## GOAL OF THE EXERCISE:
Go through the material under this sentence. Return every line holding "rubber".

Top of DATA FOR THE TASK

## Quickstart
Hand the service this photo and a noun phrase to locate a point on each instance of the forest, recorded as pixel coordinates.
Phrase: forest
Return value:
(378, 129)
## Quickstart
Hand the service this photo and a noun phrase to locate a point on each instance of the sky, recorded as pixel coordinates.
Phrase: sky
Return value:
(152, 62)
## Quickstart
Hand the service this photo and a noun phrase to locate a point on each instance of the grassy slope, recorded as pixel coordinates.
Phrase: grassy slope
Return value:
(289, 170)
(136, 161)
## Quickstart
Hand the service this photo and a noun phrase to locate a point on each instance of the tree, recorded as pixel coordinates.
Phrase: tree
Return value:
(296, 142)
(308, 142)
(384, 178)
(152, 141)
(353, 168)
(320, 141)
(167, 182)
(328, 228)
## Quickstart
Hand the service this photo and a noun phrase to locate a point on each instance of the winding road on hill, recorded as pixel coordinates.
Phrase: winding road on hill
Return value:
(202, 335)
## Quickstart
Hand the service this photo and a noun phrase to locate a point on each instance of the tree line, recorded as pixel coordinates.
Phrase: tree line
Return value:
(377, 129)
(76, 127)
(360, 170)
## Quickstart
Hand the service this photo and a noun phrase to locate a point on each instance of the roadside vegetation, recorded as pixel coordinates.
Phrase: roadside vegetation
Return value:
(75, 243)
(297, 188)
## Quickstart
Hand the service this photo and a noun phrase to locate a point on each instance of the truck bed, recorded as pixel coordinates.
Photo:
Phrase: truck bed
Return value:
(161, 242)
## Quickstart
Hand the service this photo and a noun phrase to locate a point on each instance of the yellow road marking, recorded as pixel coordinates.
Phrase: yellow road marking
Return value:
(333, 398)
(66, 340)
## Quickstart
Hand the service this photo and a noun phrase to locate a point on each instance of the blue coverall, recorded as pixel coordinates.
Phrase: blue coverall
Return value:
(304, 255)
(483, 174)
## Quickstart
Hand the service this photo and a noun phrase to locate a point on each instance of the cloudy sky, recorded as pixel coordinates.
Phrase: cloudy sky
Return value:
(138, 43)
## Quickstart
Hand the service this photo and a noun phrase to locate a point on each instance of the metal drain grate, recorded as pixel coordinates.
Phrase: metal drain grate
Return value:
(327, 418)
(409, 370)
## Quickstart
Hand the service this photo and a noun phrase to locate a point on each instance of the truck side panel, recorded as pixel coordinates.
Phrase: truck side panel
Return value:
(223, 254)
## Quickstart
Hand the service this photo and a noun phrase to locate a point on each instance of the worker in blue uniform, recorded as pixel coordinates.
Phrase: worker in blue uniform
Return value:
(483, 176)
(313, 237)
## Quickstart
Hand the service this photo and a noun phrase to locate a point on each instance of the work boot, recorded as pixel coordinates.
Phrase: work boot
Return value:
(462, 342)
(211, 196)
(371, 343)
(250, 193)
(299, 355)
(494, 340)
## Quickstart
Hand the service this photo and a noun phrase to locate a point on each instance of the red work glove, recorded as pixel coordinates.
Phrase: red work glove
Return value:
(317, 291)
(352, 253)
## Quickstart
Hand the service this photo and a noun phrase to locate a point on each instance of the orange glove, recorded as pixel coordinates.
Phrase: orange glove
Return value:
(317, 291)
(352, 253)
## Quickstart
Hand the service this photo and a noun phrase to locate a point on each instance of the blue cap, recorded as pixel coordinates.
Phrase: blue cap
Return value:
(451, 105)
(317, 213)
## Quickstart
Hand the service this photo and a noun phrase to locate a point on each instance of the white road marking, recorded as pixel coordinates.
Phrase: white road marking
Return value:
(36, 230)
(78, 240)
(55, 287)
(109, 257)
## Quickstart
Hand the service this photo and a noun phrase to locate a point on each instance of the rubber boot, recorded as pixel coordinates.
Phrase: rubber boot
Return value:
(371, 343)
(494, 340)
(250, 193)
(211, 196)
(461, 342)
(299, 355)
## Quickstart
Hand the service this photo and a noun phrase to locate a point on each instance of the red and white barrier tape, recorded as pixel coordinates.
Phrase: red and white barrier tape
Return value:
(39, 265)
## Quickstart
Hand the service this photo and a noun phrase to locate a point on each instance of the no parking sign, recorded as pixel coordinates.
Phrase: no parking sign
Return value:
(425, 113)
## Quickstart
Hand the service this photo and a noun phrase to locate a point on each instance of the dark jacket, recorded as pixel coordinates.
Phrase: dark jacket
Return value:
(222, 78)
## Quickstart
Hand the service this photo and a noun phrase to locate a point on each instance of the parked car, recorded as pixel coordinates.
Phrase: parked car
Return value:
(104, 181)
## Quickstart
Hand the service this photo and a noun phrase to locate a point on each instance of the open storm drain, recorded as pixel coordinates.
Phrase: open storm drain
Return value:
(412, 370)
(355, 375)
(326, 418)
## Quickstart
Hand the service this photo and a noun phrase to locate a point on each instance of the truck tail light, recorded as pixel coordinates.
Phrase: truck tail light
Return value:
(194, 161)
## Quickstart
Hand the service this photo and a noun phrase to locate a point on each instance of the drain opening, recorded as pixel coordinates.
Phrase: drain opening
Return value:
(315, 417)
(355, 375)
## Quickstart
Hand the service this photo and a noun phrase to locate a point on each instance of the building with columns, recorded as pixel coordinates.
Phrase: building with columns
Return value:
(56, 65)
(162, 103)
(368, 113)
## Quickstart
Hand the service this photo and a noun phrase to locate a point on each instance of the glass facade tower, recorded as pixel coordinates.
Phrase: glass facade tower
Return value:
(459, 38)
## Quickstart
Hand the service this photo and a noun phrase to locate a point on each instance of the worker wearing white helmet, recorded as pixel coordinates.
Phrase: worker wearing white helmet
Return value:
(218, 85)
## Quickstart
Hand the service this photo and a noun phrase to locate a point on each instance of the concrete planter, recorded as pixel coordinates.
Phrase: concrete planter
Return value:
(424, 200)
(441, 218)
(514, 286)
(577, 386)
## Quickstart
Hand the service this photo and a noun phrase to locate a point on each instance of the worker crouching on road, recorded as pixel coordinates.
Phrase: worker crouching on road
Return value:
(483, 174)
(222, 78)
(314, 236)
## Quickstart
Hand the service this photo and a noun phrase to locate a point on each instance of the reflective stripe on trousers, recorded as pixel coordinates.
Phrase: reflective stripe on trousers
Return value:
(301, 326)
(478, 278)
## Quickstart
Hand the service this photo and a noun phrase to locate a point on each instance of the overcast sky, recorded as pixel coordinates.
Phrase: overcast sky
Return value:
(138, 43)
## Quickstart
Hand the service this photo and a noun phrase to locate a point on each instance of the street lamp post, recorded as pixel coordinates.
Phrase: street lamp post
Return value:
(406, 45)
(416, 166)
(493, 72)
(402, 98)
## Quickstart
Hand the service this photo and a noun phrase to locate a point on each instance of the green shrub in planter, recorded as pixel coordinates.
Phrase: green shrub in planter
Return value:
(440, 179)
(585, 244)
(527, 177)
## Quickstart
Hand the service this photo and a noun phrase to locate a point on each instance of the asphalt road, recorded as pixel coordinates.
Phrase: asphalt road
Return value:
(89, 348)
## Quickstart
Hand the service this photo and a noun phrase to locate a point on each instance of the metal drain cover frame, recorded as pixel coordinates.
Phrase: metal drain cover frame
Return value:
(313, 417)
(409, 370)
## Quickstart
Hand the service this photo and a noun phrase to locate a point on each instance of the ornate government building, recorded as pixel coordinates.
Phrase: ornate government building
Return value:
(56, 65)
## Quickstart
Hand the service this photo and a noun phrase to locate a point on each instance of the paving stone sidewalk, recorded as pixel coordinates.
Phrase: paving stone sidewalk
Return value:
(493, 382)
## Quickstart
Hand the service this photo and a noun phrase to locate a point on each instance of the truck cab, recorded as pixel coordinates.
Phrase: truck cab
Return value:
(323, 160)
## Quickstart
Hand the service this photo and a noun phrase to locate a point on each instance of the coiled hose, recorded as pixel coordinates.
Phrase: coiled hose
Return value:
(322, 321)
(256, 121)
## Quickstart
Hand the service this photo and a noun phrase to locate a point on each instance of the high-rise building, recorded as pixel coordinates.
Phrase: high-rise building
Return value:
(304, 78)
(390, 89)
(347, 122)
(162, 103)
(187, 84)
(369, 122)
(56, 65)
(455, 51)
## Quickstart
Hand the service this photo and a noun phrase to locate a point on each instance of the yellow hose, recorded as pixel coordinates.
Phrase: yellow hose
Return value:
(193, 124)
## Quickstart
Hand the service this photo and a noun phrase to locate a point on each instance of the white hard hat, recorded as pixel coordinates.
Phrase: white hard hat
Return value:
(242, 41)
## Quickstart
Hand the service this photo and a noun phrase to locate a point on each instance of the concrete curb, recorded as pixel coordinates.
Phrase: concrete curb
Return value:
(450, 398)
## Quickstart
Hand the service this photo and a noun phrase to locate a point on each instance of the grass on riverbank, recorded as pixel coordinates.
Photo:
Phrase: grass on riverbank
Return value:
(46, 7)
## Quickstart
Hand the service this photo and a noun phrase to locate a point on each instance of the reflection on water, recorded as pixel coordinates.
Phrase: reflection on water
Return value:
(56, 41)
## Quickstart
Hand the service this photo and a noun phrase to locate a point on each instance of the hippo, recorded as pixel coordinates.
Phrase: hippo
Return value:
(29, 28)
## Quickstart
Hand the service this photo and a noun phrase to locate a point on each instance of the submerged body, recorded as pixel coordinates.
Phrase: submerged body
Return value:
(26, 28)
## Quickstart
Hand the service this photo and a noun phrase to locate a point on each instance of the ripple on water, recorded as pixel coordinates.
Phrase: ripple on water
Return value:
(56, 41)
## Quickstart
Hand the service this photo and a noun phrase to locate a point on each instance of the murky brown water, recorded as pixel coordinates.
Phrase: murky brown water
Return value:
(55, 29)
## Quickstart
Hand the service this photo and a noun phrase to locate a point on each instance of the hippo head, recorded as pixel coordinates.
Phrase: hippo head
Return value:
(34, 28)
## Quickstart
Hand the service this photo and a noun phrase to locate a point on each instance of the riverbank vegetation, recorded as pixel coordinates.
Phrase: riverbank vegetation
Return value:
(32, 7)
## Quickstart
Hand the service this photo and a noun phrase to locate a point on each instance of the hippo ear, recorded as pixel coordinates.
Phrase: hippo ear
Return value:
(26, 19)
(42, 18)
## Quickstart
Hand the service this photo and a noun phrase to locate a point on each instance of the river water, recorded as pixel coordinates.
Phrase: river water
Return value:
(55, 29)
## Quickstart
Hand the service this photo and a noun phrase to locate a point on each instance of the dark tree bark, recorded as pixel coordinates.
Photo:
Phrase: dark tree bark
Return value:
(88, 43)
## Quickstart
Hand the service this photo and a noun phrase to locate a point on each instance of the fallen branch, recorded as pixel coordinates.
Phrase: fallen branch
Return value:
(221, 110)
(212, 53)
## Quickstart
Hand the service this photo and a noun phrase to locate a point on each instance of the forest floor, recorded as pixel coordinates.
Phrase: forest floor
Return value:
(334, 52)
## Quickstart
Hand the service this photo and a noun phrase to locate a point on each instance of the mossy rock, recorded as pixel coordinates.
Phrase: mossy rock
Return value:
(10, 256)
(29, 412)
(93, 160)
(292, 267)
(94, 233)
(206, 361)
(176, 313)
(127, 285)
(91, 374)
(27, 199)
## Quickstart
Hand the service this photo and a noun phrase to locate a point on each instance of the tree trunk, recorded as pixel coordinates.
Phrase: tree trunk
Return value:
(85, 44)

Bottom of DATA FOR THE TASK

## YOUR SOLUTION:
Hand the service this photo and a noun phrase to locate a point on each instance of the rubber boot, recorded as pixel coordinates.
Phrase: rubber boot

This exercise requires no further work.